# Task goal:
Your result should be every line of the records below that contains the word "bark".

[Records from a dataset]
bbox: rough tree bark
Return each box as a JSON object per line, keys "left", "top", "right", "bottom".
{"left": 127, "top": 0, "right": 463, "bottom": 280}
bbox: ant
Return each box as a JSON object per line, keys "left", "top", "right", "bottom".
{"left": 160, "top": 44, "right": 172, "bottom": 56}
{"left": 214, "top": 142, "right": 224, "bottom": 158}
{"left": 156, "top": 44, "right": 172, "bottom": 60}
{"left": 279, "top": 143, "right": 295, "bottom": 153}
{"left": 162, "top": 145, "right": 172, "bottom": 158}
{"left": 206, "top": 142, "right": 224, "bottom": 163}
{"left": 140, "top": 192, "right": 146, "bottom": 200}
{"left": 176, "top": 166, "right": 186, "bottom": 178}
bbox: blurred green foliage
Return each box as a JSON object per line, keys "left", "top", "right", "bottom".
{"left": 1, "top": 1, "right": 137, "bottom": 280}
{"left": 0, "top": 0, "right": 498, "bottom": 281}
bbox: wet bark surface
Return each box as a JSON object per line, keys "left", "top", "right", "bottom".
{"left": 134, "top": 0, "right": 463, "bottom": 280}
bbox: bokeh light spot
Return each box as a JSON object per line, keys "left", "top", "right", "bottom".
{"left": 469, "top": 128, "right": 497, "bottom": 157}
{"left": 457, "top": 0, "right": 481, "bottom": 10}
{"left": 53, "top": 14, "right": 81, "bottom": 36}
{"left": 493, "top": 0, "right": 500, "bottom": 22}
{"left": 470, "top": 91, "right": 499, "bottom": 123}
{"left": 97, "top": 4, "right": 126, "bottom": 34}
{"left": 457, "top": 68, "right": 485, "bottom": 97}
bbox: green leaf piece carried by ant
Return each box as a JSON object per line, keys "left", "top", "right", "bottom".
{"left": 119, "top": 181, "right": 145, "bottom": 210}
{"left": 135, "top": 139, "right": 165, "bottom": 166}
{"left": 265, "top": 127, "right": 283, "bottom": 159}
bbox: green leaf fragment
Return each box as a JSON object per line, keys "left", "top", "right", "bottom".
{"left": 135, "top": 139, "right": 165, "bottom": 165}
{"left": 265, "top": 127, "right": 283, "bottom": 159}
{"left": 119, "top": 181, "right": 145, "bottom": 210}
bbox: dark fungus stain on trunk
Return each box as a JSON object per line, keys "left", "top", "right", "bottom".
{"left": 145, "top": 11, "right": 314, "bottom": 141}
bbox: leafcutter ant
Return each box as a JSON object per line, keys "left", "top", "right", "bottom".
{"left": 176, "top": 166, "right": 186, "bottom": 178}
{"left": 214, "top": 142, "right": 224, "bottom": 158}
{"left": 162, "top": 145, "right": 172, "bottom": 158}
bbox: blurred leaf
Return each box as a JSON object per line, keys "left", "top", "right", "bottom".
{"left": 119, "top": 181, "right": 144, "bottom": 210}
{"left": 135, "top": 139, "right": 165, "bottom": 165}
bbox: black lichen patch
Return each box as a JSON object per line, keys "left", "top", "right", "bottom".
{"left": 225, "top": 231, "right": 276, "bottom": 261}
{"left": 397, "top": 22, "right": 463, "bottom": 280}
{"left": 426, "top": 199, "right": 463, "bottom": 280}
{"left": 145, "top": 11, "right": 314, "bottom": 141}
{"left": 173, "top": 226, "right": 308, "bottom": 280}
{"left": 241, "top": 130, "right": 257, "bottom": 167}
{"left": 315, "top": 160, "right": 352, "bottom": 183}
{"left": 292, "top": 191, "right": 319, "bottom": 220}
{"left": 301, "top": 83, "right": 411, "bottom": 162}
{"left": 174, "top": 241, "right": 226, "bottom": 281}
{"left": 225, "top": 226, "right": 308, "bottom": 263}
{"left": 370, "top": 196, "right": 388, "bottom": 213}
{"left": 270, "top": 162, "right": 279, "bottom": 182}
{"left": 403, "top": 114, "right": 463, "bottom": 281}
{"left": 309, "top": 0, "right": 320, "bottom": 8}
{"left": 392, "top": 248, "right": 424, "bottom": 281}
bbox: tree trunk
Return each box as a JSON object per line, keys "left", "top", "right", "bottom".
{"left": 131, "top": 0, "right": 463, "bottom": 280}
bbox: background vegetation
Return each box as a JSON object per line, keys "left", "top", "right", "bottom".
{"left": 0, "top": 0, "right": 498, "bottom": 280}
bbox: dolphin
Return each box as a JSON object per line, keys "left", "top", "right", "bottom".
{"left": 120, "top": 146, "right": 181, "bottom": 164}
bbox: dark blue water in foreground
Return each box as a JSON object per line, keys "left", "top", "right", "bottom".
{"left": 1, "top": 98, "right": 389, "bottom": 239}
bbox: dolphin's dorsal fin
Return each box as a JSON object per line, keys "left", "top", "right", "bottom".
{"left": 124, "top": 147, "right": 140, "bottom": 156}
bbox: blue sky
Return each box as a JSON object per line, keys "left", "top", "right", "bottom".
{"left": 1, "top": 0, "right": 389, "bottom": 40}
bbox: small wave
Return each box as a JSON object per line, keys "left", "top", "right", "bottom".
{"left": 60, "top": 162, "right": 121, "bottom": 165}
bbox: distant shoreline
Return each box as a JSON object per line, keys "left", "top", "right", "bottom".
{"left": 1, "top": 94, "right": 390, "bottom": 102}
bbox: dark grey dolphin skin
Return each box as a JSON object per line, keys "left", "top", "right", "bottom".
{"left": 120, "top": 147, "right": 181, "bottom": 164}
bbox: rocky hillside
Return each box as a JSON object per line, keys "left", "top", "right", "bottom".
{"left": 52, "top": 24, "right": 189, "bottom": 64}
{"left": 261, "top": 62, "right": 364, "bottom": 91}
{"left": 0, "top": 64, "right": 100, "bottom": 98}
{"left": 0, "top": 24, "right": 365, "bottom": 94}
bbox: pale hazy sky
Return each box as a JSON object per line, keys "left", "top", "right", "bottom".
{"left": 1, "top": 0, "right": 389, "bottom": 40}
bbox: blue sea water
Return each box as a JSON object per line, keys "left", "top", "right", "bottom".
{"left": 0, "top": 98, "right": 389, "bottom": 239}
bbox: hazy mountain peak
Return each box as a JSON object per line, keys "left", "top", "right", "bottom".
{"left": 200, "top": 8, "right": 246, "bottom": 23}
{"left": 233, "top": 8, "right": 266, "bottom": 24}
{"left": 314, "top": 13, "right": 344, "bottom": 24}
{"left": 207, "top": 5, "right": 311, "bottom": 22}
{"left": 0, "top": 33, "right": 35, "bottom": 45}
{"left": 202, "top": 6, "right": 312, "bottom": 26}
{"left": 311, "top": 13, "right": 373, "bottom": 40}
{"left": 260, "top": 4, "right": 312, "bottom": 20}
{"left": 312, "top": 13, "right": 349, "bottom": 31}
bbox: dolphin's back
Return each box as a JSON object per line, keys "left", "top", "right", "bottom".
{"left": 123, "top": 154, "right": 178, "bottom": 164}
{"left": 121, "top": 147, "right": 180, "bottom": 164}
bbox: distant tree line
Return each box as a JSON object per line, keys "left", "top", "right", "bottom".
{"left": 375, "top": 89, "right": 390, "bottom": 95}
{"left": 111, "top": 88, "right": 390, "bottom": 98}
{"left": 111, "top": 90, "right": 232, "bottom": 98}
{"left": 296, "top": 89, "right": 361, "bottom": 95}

# Answer to the problem:
bbox: rough tree bark
bbox: wet bark surface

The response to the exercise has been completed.